§ **Supplied records**
__________
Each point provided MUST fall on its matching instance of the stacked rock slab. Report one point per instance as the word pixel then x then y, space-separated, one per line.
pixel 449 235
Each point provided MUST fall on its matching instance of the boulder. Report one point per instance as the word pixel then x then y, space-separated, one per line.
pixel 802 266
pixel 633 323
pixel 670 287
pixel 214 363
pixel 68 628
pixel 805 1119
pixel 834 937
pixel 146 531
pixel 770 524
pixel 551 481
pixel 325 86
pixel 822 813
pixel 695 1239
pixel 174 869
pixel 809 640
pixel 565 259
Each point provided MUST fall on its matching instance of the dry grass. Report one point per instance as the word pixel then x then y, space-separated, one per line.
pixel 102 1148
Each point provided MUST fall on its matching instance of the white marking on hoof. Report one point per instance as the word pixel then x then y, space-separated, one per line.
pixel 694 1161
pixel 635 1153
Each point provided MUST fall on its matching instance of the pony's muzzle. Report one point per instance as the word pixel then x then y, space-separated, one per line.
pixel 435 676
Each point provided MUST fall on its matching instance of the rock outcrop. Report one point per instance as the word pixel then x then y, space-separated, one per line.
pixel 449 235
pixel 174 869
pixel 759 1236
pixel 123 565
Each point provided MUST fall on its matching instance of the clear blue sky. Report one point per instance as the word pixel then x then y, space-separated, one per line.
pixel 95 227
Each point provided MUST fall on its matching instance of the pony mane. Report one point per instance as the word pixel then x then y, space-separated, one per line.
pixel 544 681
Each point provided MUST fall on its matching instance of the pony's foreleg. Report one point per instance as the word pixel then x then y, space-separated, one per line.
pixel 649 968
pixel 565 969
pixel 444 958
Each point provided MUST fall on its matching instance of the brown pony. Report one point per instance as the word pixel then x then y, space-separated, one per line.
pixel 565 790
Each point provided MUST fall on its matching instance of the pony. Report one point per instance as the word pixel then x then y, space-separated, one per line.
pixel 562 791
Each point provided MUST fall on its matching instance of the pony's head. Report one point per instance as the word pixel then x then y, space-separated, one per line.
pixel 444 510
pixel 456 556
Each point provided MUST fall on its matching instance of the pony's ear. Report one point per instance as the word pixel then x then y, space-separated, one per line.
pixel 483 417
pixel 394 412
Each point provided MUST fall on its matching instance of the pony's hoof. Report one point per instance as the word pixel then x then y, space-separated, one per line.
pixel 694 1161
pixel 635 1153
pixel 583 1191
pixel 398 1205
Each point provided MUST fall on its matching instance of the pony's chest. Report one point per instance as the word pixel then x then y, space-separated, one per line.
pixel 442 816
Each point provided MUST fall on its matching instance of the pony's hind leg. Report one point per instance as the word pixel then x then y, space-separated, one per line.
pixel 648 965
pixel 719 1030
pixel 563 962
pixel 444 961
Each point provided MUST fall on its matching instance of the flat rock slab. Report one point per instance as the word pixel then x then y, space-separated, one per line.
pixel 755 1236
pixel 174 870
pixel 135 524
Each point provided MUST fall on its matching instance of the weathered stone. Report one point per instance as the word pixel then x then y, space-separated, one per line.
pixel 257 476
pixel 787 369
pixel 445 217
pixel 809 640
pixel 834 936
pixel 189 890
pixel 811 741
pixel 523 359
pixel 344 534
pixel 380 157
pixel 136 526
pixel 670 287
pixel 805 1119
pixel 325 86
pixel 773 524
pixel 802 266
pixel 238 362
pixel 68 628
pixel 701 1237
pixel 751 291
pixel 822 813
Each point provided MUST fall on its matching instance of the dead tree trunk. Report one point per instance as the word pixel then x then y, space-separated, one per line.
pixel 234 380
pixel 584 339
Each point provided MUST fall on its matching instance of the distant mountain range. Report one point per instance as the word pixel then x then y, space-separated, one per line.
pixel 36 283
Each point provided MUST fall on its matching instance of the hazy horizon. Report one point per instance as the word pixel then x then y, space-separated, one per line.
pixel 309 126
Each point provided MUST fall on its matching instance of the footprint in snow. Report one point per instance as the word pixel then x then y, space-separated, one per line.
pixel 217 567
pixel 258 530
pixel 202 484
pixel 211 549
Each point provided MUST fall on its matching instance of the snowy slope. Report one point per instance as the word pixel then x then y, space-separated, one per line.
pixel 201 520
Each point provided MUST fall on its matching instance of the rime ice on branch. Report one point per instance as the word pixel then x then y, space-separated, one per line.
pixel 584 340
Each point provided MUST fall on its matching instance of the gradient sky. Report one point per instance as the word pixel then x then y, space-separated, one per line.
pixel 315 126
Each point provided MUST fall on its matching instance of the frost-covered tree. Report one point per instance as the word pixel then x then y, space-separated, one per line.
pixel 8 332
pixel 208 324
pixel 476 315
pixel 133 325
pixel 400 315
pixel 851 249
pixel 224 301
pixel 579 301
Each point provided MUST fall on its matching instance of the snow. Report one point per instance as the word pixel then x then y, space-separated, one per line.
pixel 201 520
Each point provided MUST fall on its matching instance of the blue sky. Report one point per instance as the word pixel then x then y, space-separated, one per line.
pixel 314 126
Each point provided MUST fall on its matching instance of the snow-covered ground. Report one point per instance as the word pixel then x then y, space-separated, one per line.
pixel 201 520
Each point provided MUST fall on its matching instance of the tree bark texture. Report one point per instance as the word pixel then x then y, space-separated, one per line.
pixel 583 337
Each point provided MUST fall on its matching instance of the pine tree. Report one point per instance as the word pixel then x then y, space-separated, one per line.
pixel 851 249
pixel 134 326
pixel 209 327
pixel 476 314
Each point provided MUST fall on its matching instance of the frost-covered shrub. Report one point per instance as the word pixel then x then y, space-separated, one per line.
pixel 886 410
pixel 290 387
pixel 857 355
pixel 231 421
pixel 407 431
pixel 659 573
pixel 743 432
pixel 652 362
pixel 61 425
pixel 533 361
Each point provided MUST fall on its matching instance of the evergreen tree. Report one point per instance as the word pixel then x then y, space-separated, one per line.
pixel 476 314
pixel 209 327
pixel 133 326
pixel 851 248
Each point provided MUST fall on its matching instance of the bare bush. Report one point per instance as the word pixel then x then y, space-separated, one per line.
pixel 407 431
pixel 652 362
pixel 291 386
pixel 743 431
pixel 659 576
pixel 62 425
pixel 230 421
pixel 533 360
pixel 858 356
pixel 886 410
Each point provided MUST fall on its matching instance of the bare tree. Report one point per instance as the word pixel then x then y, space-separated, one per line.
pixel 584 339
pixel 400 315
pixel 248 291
__________
§ **Action item**
Give back the data above exactly as it appears.

§ **Output**
Each point provided MUST fall on its matching instance of the stacked rock slab. Report one point per instance as the word pixel then x then y, space-separated, one per line.
pixel 449 235
Each point provided MUST fall on its matching instance of the boulder. Report one point per instance as the word pixel then x then y, space-separated, one per line.
pixel 802 266
pixel 633 323
pixel 670 287
pixel 214 363
pixel 68 628
pixel 805 1119
pixel 834 937
pixel 146 531
pixel 770 524
pixel 551 481
pixel 325 86
pixel 822 813
pixel 695 1239
pixel 174 869
pixel 809 640
pixel 565 259
Each point provided MUST fall on its matching instance of the dry grass. Report one point per instance as the word pixel then x then y, space-separated, one per line.
pixel 102 1148
Each point provided MUST fall on its matching instance of the white marking on hoof. Report one point per instance as the word pixel then x then y, space-separated, one per line.
pixel 694 1161
pixel 635 1153
Each point provided MUST fall on its matching instance of the pony's muzzle. Report one point per instance as the word pixel then x then y, space-separated, one per line.
pixel 435 676
Each point provided MUST fall on its matching instance of the rock outcrop. Report one point per instance as the word pixel then x then y, space-separated, one per line.
pixel 449 235
pixel 174 869
pixel 759 1236
pixel 123 565
Each point provided MUST fall on its matching instance of the clear blue sky. Report one point per instance as the word pixel then x then y, space-separated, one per line.
pixel 95 227
Each point provided MUST fall on its matching instance of the pony mane. Report one point per instance as the word pixel then x then y, space-separated, one per line.
pixel 544 681
Each point provided MUST fall on its matching instance of the pony's foreleg. Report one point per instance as the word pixel then x then y, space-separated, one per line.
pixel 649 968
pixel 565 969
pixel 444 958
Each point provided MUST fall on its matching instance of the brown pony. Report one point per instance as the word pixel then x then y, space-separated, one per line.
pixel 565 790
Each point provided MUST fall on its matching instance of the pony. Report one point per instance as the word pixel then x then y, space-separated, one per line.
pixel 562 791
Each point provided MUST fall on its matching instance of the pony's head. Report one point per instance as the word pixel then x then y, space-separated, one per line.
pixel 444 510
pixel 456 556
Each point provided MUST fall on its matching instance of the pony's ear. Report one point per instance as the word pixel then x then y, space-separated, one per line.
pixel 483 417
pixel 394 412
Each point provided MUST fall on its matching instance of the pony's hoof. Report one point per instance as the word pixel then x then y, space-separated, one per line.
pixel 694 1161
pixel 635 1153
pixel 583 1191
pixel 398 1205
Each point provided MUST fall on its matching instance of the pony's chest. Report one point per instance as the word pixel then x then y, space-separated, one per line.
pixel 442 816
Each point provided MUST fall on its matching instance of the pony's hind leg. Report one point per instance as the word pixel then x then y, space-separated, one per line.
pixel 648 965
pixel 719 1030
pixel 563 962
pixel 444 961
Each point provided MUST fall on its matching instance of the flat rock slab. Report one point per instance as the word pixel then x then y, space-separated, one per line.
pixel 755 1236
pixel 174 870
pixel 135 524
Each point provided MUST fall on its matching instance of the weathered stone. Report one point per instance as the word pixel then x then y, space-separated, one per line.
pixel 257 476
pixel 787 369
pixel 445 217
pixel 809 640
pixel 834 936
pixel 189 890
pixel 811 741
pixel 523 359
pixel 344 534
pixel 380 157
pixel 136 526
pixel 670 287
pixel 805 1119
pixel 325 86
pixel 773 524
pixel 802 266
pixel 238 362
pixel 68 628
pixel 701 1237
pixel 751 291
pixel 822 813
Each point provided MUST fall on its matching instance of the dead tree trunk. Report one point per instance as the word pixel then x then y, space-separated, one per line.
pixel 234 380
pixel 584 339
Each point provided MUST fall on its matching instance of the distant mountain range. Report one point per instance as the word pixel then x then y, space-separated, one per line.
pixel 36 283
Each point provided MUST fall on its matching instance of the hazy horizon. Report one point per instance as the word pixel then x then y, space-separated, one per line.
pixel 309 126
Each point provided MUST fall on its matching instance of the footprint in snow. Report one point per instance as the word pixel then x then y, space-separated, one per line.
pixel 217 567
pixel 258 530
pixel 202 484
pixel 211 549
Each point provided MUST fall on its matching instance of the snowy slope. Report one point per instance as the word pixel then x then y, space-separated, one per line.
pixel 201 520
Each point provided MUST fall on its matching instance of the rime ice on branch. Report one point per instance as the word pixel then x then y, space-separated, one per line.
pixel 584 340
Each point provided MUST fall on its matching instance of the gradient sky. Report one point per instance as the word pixel then x then y, space-separated, one per line.
pixel 315 126
Each point provided MUST fall on its matching instance of the frost-covered tree. Report one point per instance as the word pixel then x then y, space-separated, one per line.
pixel 8 332
pixel 208 324
pixel 476 315
pixel 133 325
pixel 400 315
pixel 851 249
pixel 224 301
pixel 579 301
Each point provided MUST fall on its matching instance of the snow. Report one point per instance as the word pixel then x then y, space-separated, one per line.
pixel 201 520
Each point provided MUST fall on its matching instance of the blue sky. Report one point per instance as the word pixel then x then y, space-separated, one per line.
pixel 314 126
Each point provided MUST fall on its matching instance of the snow-covered ground. Report one point per instance as the word pixel then x then y, space-separated, one per line.
pixel 201 520
Each point provided MUST fall on its matching instance of the tree bark texture. Report one point per instance as the word pixel then x then y, space-separated, one per line.
pixel 583 337
Each point provided MUST fall on its matching instance of the pine tree. Report one point per instance as the word pixel then x then y, space-separated, one per line.
pixel 851 249
pixel 134 326
pixel 209 327
pixel 476 314
Each point provided MUST fall on its matching instance of the frost-covered shrub. Report one point per instance as the word pixel then x then y, space-separated, one per line.
pixel 886 410
pixel 290 387
pixel 857 355
pixel 231 421
pixel 407 431
pixel 659 573
pixel 743 432
pixel 652 362
pixel 61 425
pixel 533 361
Each point provided MUST fall on its matching instance of the evergreen tree. Report one point per instance as the word pixel then x then y, space-separated, one per line.
pixel 476 314
pixel 209 327
pixel 133 326
pixel 851 248
Each point provided MUST fall on its matching instance of the bare bush. Report one point per instance as the word pixel then x then y, space-separated, one per line.
pixel 407 431
pixel 652 362
pixel 291 386
pixel 743 431
pixel 659 576
pixel 62 425
pixel 230 421
pixel 533 360
pixel 858 356
pixel 886 410
Each point provided MUST fall on its matching instance of the bare tree. Report one point per instance as the word pixel then x then y, space-separated, one per line.
pixel 584 339
pixel 400 315
pixel 248 291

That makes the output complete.